▶ _Stated task_: Quote all of the entries word for word.

▶ _Rows from a pointing dataset_:
-=-=-
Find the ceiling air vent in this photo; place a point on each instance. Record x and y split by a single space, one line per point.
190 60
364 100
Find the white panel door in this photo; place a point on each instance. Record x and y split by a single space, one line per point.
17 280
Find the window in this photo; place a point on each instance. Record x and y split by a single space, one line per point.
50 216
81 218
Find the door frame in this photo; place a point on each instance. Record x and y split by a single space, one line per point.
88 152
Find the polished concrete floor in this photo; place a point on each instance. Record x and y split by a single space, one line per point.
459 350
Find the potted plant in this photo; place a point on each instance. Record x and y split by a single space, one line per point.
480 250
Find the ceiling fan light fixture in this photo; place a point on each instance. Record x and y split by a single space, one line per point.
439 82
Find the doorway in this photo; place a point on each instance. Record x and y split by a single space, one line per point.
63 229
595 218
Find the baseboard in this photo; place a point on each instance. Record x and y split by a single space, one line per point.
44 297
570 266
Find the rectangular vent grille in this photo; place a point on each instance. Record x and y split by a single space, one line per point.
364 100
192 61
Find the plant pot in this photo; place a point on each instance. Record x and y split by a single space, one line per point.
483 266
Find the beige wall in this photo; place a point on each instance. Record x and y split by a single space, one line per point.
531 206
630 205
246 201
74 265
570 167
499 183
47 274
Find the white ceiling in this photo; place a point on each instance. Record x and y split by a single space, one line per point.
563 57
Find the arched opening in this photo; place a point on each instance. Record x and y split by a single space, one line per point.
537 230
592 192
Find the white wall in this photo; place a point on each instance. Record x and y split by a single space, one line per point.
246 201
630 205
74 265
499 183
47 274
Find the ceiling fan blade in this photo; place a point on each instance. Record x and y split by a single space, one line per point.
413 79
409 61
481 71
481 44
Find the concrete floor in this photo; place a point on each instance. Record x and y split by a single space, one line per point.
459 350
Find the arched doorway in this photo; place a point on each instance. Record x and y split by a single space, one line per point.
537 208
-=-=-
▶ _Finished answer_:
Find the ceiling air vent in this photo; place a point on each instance. Record x and y split by a single space, one line per point.
190 60
364 100
Find the white panel door in this photo; place a point on each instance. Record x and y split by a single space, one line per point.
17 280
Find the window in this photo; place a point on each instance. Record x and y split by a single space, one line per point.
50 216
81 218
Find the door frame in this photo; place a point on each instance. Record x and y split by a single space, one line per point.
88 152
Find the polished concrete floor in this photo; place a point on each instance. Record x and y split by a single space, one line per point.
459 350
Find the potted plant in this photo; place a point on each instance. Record x and y split by a single space, one line per point.
480 250
Find the ceiling fan light fixture in this photo; place a point on each instance. Record x and y split by a single space, one line per point.
439 82
Find the doorway in this photo; place a point on each instance. Record x and y split by a single space, one line per point.
63 229
595 218
Find the baseboard in this photo; place a point on each instance. Record x and y split by a single space, one line per point.
44 297
570 266
Find the rectangular vent grille in this photo; place a point on each instance. Record x and y split by a single space, one line per point.
364 100
192 61
Find the plant pot in this photo; place a point on each instance. Record x and y split by a single space, one line per point.
483 266
Find the beige wall in this photo; place a point on each instance. Record x and y split by a single space, one line per point.
531 206
630 205
246 201
74 265
570 167
499 183
47 274
Find the white ceiling in this photo; place a point on each instance. Record x and y split by a single space, one line per point.
563 57
Find the arched opening in this photo; place a point on each instance. Record x and y split by a single space, one line per point.
537 230
592 192
Find the white wall in this photo; place a point on each instance. Record x and y split by a single space, one line per point.
246 201
630 205
74 265
499 183
47 274
Find the ceiling fan blade in this photo; place a point on each instance. Record x and y split by a single space, one line per point.
413 79
409 61
481 71
481 44
Find the concrete floor in this photo; place a point on each instance. Record x and y split by a single space, one line per point.
459 350
Find the arched doorway in this photo; place a point on each instance. Record x and y split by a single space, one line per point.
537 208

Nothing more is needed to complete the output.